_INSTRUCTIONS TO FOLLOW:_
Identify every line in the records below that contains the word "brick", and copy each of those lines.

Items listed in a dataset
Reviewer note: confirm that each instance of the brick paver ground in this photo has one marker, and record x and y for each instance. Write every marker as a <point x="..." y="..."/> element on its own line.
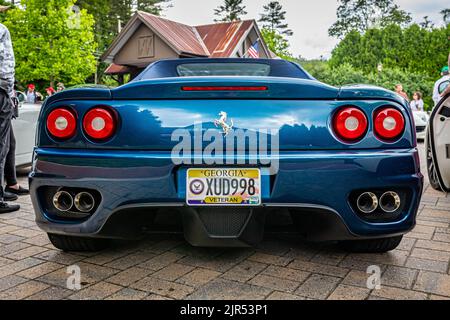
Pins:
<point x="168" y="268"/>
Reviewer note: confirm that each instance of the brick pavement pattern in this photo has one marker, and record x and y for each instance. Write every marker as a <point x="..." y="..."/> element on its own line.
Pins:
<point x="280" y="268"/>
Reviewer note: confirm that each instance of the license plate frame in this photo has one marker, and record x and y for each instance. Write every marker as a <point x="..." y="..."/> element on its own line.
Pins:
<point x="197" y="195"/>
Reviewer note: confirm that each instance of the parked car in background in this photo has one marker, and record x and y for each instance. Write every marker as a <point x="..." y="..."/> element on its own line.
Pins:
<point x="25" y="131"/>
<point x="438" y="146"/>
<point x="421" y="119"/>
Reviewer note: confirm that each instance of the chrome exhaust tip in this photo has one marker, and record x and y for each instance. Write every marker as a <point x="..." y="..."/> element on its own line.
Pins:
<point x="63" y="201"/>
<point x="367" y="202"/>
<point x="84" y="202"/>
<point x="390" y="202"/>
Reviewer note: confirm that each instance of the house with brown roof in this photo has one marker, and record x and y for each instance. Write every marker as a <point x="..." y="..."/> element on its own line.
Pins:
<point x="147" y="38"/>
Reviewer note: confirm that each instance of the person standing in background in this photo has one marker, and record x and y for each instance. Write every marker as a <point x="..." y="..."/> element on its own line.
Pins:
<point x="441" y="85"/>
<point x="399" y="91"/>
<point x="417" y="102"/>
<point x="7" y="73"/>
<point x="50" y="91"/>
<point x="60" y="87"/>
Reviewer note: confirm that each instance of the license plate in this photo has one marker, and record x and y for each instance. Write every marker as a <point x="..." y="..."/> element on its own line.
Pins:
<point x="223" y="187"/>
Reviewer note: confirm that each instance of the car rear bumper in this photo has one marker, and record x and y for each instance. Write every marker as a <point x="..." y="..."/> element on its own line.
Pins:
<point x="316" y="185"/>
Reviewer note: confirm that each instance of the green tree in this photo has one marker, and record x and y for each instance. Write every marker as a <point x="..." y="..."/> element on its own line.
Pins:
<point x="274" y="18"/>
<point x="276" y="43"/>
<point x="412" y="49"/>
<point x="427" y="23"/>
<point x="361" y="15"/>
<point x="231" y="10"/>
<point x="53" y="41"/>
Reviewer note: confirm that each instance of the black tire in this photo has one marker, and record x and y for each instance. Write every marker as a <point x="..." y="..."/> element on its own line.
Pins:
<point x="432" y="173"/>
<point x="77" y="244"/>
<point x="372" y="245"/>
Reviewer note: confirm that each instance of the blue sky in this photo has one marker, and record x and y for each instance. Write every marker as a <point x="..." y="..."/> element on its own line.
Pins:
<point x="309" y="19"/>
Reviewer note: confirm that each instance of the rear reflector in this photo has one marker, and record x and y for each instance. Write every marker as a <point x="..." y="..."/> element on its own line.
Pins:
<point x="61" y="123"/>
<point x="350" y="124"/>
<point x="99" y="124"/>
<point x="389" y="123"/>
<point x="226" y="88"/>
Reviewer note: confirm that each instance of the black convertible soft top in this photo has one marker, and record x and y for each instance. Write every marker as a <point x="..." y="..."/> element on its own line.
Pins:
<point x="197" y="67"/>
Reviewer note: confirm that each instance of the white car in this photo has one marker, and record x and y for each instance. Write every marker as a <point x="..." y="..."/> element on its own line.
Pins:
<point x="25" y="131"/>
<point x="438" y="146"/>
<point x="421" y="119"/>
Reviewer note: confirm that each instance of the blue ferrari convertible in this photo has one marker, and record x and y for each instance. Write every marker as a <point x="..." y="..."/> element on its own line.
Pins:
<point x="223" y="150"/>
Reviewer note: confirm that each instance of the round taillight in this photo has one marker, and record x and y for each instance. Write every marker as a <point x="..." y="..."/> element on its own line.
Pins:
<point x="389" y="123"/>
<point x="99" y="124"/>
<point x="62" y="123"/>
<point x="350" y="124"/>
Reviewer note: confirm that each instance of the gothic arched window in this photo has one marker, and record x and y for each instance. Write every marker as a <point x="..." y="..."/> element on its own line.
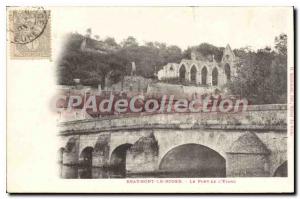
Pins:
<point x="215" y="77"/>
<point x="203" y="75"/>
<point x="193" y="74"/>
<point x="227" y="72"/>
<point x="182" y="73"/>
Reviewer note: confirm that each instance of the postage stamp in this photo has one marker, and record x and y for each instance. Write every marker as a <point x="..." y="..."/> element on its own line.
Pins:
<point x="30" y="35"/>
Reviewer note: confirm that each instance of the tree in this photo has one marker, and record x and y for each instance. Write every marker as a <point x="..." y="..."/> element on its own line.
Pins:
<point x="281" y="44"/>
<point x="262" y="76"/>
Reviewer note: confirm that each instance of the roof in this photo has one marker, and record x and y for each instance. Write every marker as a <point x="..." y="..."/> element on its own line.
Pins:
<point x="249" y="143"/>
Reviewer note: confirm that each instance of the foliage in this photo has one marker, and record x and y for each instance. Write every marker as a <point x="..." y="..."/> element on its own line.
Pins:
<point x="262" y="75"/>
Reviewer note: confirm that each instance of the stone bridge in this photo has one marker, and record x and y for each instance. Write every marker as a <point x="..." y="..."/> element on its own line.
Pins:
<point x="244" y="144"/>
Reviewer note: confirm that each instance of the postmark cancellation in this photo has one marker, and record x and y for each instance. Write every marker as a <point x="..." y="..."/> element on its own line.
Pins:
<point x="29" y="33"/>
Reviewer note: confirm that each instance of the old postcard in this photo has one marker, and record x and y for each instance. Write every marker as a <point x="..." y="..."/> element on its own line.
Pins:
<point x="150" y="100"/>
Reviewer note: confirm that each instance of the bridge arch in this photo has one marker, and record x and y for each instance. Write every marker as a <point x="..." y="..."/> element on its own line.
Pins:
<point x="118" y="159"/>
<point x="61" y="154"/>
<point x="86" y="156"/>
<point x="193" y="160"/>
<point x="281" y="170"/>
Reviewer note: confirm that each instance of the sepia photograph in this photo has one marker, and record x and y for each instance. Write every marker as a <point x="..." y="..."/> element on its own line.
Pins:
<point x="150" y="99"/>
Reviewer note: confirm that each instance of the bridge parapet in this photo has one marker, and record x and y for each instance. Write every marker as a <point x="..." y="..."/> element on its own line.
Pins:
<point x="256" y="117"/>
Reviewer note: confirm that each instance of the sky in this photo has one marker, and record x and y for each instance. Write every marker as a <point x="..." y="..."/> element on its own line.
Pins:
<point x="181" y="26"/>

_EXPECTED ANSWER:_
Reviewer note: confirm that each instance of the brick paver ground in this photo has one marker, and record x and y for each instance. Write every marker as a <point x="..." y="..."/> element on its own line.
Reviewer note: confirm that each instance of the brick pavement pattern in this photo has one marker, and record x and y for each instance. Write every marker as a <point x="..." y="..."/> element on its own line.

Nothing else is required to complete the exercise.